◆ **Passage to read**:
----

CAIRSS

Thoughts from eResearch Australasia – Librarians, get involved in research data management


I attended eResearch Australasia 2010, (funded by USQ) back in early November and Katy Watson asked me to write a quick blog post on the conference for the CAIRSS community.

I have to say, this was one of those conferences where I spent most of my time in the exhibition hall, doing demos and meeting people. What was I demonstrating? The work my team has been doing on a repository-like solution for institutional metadata about research data. We’ve been working with Vicki Picasso and team at Newcastle and Teula Morgan et al at Swinburne. At eResearch Australasia we were bringing together library, research office and IT staff to talk about repository/registry solutions for managing and ‘advertising’ data for re-use, for institutions to comply with codes of practice and anticipated funder mandates. This is clearly a hot topic as Vicki and I were very busy just showing what we’ve built, based on the institutional model she constructed for Newcastle. The presentation we gave is available as an extended abstract on the conference site. There is more on that work in the presentation I put up from the CAIRSS metadata-stores meeting.

Form a CAIRSS perspective, I think the most interesting talk I did get to see was one by Sam Searle, about working with researchers on data management skills. Sitting in this session reminded me of listening to repository managers, such as Paula Calan and Belinda Weaver talk about how they promoted Open Access repositories way back in the mid 2000s. Many of the techniques and challenges are the same, with some new twists. The point? Librarians have a lot to offer this process; experience with metadata, experience with repositories, a central place in the university with established relationships with other stakeholders.

----

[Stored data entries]

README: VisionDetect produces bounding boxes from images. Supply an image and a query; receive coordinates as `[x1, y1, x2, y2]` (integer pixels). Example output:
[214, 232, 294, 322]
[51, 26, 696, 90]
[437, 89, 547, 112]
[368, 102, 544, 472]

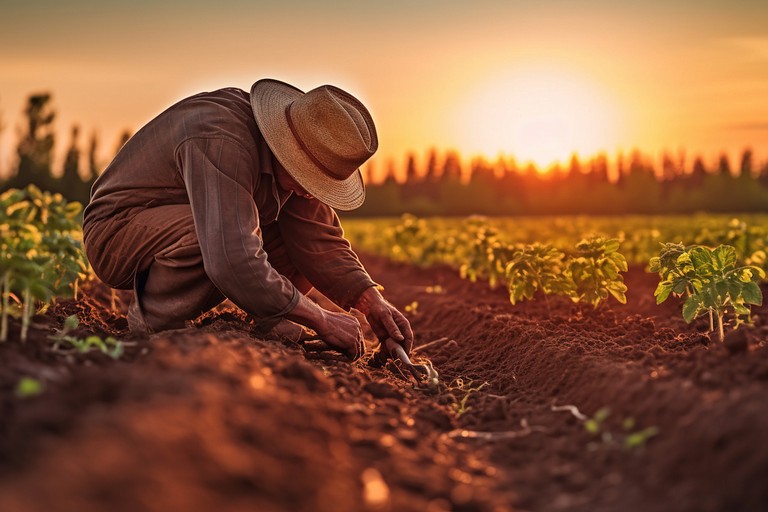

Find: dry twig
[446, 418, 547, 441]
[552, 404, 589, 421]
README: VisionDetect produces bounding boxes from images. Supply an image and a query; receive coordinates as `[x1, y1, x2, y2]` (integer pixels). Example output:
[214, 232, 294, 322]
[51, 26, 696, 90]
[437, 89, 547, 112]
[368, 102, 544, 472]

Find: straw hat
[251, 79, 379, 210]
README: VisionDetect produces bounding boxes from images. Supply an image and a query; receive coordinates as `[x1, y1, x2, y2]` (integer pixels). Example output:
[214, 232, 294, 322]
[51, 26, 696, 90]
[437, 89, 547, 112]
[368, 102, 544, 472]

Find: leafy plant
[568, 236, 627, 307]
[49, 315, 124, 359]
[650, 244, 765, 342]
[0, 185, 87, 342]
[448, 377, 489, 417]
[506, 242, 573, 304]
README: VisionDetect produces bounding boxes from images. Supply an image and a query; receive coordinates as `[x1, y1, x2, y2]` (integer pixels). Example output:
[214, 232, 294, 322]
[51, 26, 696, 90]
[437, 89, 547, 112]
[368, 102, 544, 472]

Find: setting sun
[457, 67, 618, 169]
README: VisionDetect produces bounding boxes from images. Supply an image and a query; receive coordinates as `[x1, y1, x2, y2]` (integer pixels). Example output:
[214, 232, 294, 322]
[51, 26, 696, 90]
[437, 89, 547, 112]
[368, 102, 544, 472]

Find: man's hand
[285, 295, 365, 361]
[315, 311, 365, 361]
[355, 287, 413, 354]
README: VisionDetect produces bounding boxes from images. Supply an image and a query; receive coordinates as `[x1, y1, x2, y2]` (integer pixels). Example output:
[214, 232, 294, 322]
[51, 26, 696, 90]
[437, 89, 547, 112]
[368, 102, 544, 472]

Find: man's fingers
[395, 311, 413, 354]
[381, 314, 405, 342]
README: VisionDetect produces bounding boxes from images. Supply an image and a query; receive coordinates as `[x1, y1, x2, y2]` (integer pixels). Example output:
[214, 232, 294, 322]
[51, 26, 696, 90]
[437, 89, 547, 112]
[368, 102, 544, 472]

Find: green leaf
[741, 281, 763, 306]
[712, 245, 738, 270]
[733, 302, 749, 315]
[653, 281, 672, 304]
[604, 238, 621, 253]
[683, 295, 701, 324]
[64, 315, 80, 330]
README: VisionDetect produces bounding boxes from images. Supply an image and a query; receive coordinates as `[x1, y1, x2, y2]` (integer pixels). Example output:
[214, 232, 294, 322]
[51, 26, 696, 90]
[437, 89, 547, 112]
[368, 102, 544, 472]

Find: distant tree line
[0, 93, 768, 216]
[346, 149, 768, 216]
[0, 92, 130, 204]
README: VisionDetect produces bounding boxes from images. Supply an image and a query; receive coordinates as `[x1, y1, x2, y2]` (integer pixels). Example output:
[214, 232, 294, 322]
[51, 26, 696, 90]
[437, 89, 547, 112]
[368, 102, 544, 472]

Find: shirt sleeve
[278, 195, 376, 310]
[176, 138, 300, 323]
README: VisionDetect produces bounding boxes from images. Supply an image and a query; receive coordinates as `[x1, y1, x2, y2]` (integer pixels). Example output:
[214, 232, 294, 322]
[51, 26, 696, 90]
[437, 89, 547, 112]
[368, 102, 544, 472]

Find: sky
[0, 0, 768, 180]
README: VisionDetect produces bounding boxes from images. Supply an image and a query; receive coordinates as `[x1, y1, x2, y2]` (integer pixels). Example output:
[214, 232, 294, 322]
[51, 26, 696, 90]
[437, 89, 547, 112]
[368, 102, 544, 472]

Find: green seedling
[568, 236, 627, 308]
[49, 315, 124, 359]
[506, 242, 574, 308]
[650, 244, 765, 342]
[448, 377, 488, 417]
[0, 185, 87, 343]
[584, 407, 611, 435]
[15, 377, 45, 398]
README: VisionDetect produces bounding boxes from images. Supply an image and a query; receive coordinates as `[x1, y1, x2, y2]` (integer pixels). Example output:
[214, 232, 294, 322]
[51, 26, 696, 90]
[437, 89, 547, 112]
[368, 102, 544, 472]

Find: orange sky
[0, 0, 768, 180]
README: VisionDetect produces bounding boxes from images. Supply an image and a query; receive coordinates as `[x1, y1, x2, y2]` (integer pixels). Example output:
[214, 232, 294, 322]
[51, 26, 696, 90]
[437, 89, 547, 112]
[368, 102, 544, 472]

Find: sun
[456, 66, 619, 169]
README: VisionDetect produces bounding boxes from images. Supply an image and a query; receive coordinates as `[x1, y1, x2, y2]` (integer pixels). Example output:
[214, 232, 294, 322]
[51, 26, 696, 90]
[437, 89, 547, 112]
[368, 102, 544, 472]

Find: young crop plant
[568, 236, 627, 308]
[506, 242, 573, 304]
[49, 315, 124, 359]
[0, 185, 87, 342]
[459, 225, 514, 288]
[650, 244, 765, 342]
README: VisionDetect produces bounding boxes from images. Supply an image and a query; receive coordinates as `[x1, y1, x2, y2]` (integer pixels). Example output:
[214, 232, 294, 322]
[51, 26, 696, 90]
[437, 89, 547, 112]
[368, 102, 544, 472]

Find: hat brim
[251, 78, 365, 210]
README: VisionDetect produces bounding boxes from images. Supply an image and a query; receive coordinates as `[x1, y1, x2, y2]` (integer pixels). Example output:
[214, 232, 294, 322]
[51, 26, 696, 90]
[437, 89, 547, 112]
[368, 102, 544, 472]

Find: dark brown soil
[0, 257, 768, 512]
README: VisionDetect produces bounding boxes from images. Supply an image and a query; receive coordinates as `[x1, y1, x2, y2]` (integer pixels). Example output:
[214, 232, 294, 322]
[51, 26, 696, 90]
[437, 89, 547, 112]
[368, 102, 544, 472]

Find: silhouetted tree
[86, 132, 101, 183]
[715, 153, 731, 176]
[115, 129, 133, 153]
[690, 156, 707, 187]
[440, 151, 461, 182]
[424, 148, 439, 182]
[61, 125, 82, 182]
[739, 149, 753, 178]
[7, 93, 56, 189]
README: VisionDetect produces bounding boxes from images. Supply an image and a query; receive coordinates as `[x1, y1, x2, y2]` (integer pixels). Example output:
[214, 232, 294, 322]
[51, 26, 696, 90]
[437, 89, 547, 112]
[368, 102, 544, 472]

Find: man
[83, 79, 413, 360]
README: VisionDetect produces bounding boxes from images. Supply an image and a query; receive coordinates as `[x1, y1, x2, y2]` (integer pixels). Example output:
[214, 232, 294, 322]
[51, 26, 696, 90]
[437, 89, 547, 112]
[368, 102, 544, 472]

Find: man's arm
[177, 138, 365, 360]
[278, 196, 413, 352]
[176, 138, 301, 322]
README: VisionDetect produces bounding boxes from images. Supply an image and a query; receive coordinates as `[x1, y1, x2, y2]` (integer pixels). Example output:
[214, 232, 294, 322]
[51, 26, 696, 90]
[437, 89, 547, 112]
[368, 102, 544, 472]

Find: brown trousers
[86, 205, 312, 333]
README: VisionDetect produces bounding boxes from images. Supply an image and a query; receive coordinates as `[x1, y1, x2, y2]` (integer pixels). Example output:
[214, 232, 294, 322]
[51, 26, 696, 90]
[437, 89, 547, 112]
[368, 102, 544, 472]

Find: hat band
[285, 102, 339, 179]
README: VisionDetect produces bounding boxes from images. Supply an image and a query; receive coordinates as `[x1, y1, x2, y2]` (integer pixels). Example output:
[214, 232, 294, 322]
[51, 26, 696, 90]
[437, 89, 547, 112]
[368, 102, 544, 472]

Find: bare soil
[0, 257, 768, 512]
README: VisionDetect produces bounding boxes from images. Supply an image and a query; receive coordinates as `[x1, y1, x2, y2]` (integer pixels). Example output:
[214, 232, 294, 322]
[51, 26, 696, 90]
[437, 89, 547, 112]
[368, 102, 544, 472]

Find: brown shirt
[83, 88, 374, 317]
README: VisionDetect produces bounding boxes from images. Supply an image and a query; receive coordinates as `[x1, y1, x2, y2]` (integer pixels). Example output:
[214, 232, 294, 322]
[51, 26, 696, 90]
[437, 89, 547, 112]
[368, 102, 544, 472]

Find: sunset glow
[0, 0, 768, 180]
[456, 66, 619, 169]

----

◆ **Given request 1**:
In the post about eResearch Australasia 2010, whose talk about working with researchers on data management skills did the writer call the most interesting from a CAIRSS perspective?
◆ **Given request 2**:
Carry on the post about eResearch Australasia 2010, starting right after its final sentence.
The entries have no connection to the post about eResearch Australasia 2010.

◆ **Task result 1**:
Sam Searle's talk.

◆ **Task result 2**:
The main thing that stuck will me that Sam said (I think in an ANDS birds of a feather session) was that data management plans need to be actively followed up, they need to be plans for action, not red-tape documents that you tick off and then forget. I’m feeding this insight into the the project we have at USQ to manage our own research data making sure that we don’t just write plans, but we provide resources to researchers all the way through the research lifecycle. At USQ we’re talking about building the planning in from the point of grant application and/or ethics clearance do there is a commitment to keeping all data so research can be validated. The key here will be to use the research data management component of grant income to bootstrap the provision of these services, giving the researcher and the research office some buying power with IT and the library who will be providing the data management services.

I think this is one clear potential growth area for libraries – as more and more research publications are either accessed via publisher sites or Open Access repositories research data is one thing that will still need to be kept and managed and described locally. I know some of our CAIRSS library-based people are involved, but some libraries are not being included in the conversations going right now. It’s time to speak up. CAIRSS can assist; we can work with ANDS to try to ensure all stakeholders are involved in building this infrastructure.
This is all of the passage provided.